RECORDS PROVIDED:
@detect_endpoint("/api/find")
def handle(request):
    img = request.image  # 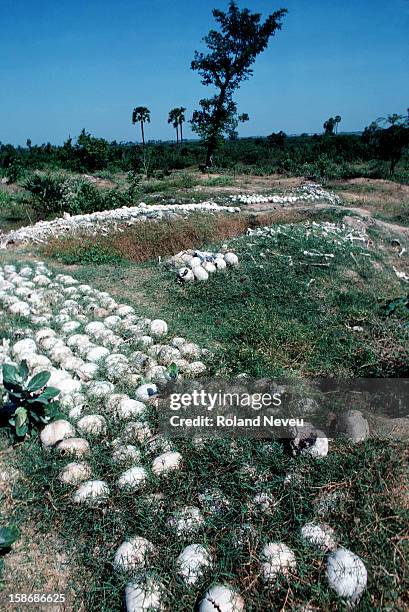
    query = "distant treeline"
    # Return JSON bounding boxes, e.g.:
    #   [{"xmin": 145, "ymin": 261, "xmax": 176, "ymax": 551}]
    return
[{"xmin": 0, "ymin": 125, "xmax": 408, "ymax": 181}]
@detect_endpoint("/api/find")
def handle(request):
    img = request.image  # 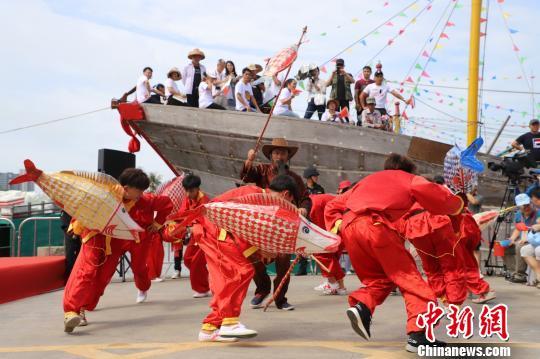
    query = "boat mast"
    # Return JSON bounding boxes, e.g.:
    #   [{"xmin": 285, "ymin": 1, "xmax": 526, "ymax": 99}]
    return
[{"xmin": 467, "ymin": 0, "xmax": 482, "ymax": 145}]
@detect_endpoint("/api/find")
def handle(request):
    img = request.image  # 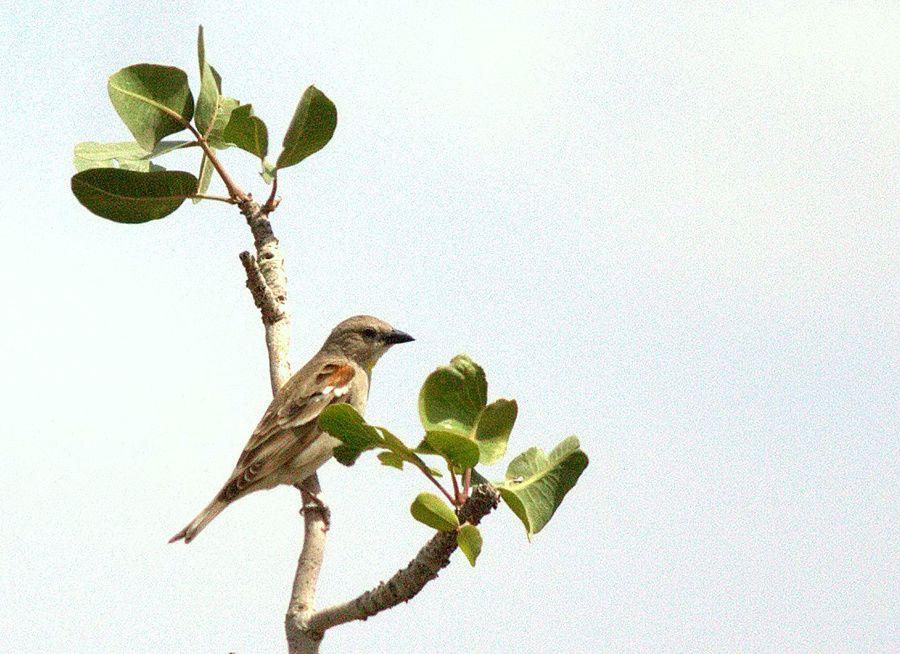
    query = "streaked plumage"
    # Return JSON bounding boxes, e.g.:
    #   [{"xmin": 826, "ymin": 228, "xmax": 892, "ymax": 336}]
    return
[{"xmin": 169, "ymin": 316, "xmax": 413, "ymax": 543}]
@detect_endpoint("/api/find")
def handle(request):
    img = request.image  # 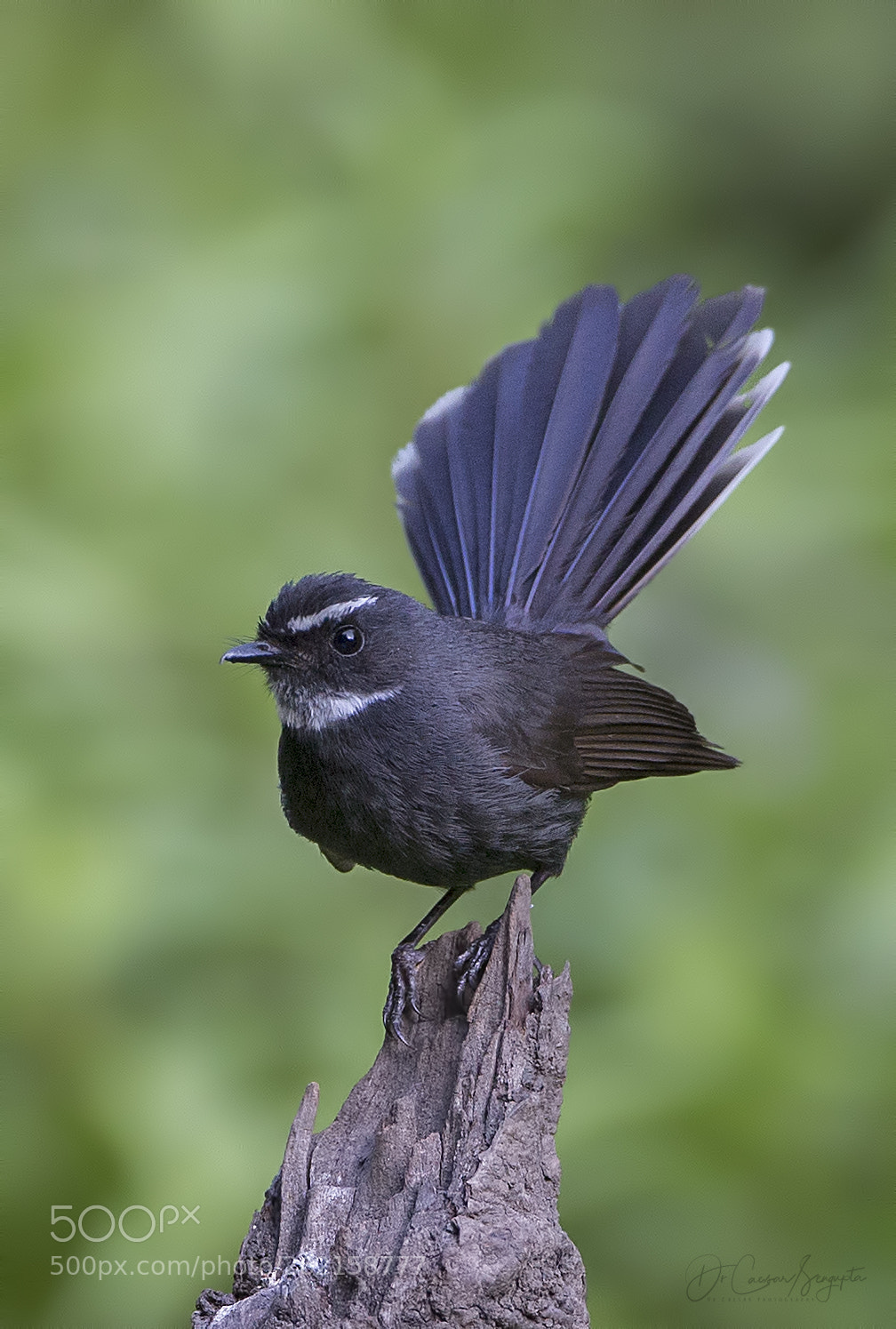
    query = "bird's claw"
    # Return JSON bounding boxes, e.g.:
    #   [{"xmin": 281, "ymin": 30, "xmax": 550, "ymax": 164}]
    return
[
  {"xmin": 383, "ymin": 942, "xmax": 421, "ymax": 1045},
  {"xmin": 454, "ymin": 918, "xmax": 501, "ymax": 1010}
]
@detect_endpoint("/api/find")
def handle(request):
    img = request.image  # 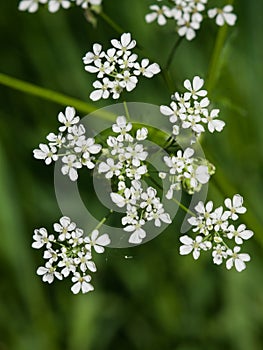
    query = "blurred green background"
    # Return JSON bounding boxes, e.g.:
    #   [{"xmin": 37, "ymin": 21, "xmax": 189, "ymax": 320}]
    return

WHAT IS EXPECTED: Which lines of the listing contain the string "xmin"? Report every one of them in full, and treat uppercase and lowercase as different.

FINAL RESULT:
    #   [{"xmin": 145, "ymin": 261, "xmax": 176, "ymax": 551}]
[{"xmin": 0, "ymin": 125, "xmax": 408, "ymax": 181}]
    #   [{"xmin": 285, "ymin": 1, "xmax": 526, "ymax": 99}]
[{"xmin": 467, "ymin": 0, "xmax": 482, "ymax": 145}]
    #   [{"xmin": 826, "ymin": 228, "xmax": 892, "ymax": 336}]
[{"xmin": 169, "ymin": 316, "xmax": 413, "ymax": 543}]
    #   [{"xmin": 281, "ymin": 30, "xmax": 550, "ymax": 164}]
  {"xmin": 383, "ymin": 942, "xmax": 421, "ymax": 1045},
  {"xmin": 454, "ymin": 918, "xmax": 501, "ymax": 1010}
    #   [{"xmin": 37, "ymin": 21, "xmax": 189, "ymax": 320}]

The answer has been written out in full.